An alternative is putting two instances of SQL Server on your SAN, assuming you have enough space. You restore production backups (and log ship) to the new instance, and proceed much as I described earlier. However, now you have a fallback. Once you've done the migration, you can free up the SAN resources from the old instance. It'll cost you only the price of the extra disks.
Let's start by debunking a common misconception. You use MSCS clustering for high availability, not for load balancing. Also, SQL Server does not have any built-in, automatic load-balancing capability. You have to load balance through your application's physical design. What does that mean?
As a table grows, you can expect to see some degradation in performance, particularly when table scans are involved. When you get into the millions or billions of rows, the traditional solution has been to use partitioned views, which are made up of tables with identical schemas hooked together with UNION ALL's. Also, CHECK constraints are put in place to differentiate the member tables, and this prevents data duplication across the partitioned view. If the column that is used in the CHECK constraint is also part of the primary key, the view is updatable.
If the member tables are on their own filegroups, you may get better disk performance if the files in those filegroups are on separate physical drives. The tables can even be in separate databases. In SQL Server 2005, however, as long as all of the data is in the same database, you can use table partitioning, which is far easier to implement.
But let's say you've tried your best with table partitioning or (local) partitioned views and still things are slow. If you have SQL Server 2000 or SQL Server 2005, you can use distributed partitioned views. The major difference is that the member tables can reside on different instances of SQL Server and those instances can be installed on an N+1 cluster. Why is this a good idea? If any one member table goes offline in a partitioned view, the entire view goes offline. Making those members part of a cluster then gives you the reliability you need to support performance and provide load balancing.
Do You Really Need a Cluster?
★ ★ ★ ★ ★
◆ **WHAT THIS TASK INVOLVES**:
Answer these from the SQL Server passage:
(a) What is MSCS clustering used for?
(b) When is a partitioned view updatable?
(c) What happens to a partitioned view when any one member table goes offline?

◆ **INFORMATION SHOWN**:
★ ★ ★ ★ ★
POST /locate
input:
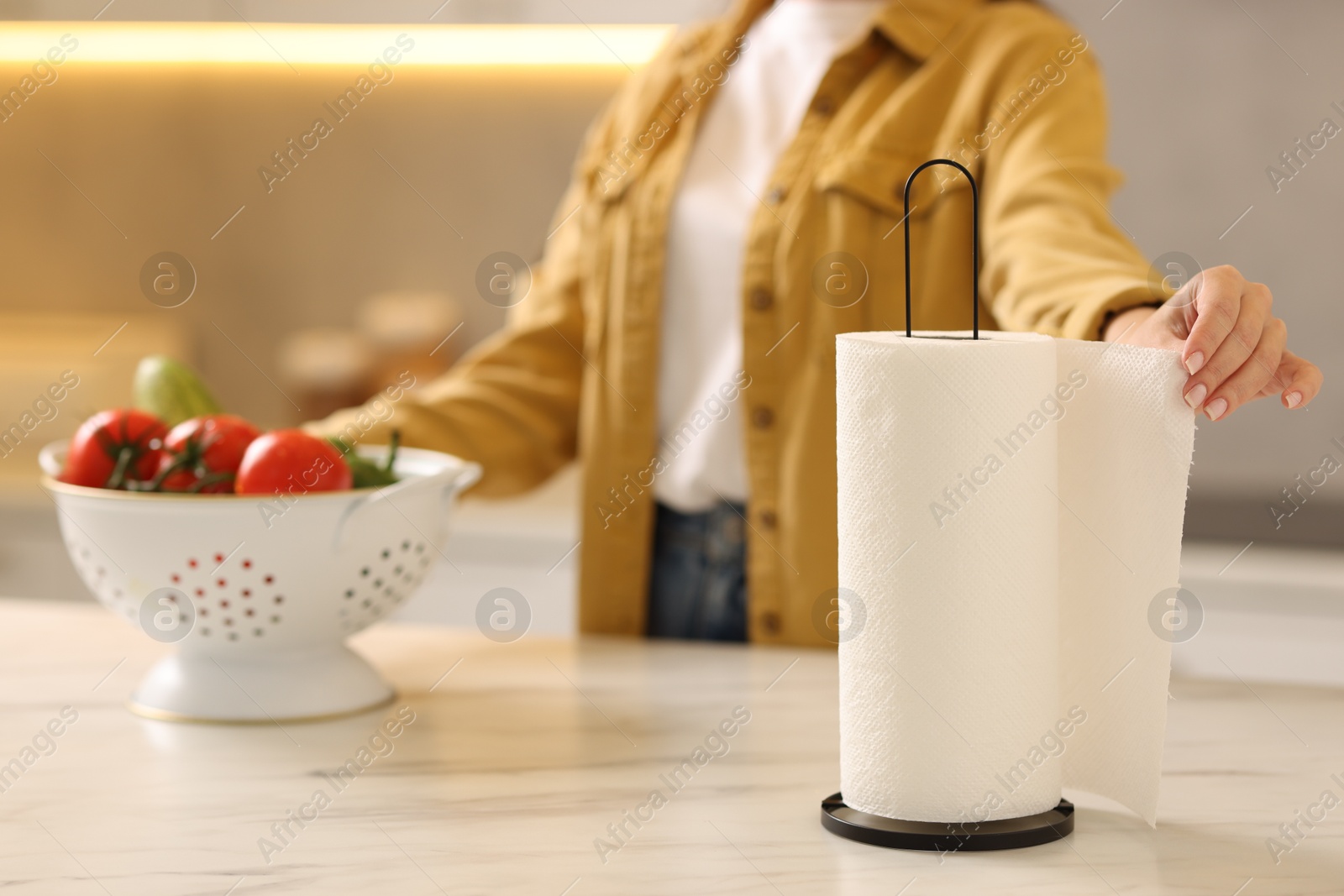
★ ★ ★ ★ ★
◆ **SOLUTION TO THIS PROBLEM**:
(a) MSCS clustering is used for high availability, not for load balancing.
(b) A partitioned view is updatable if the column used in the CHECK constraint is also part of the primary key.
(c) The entire view goes offline.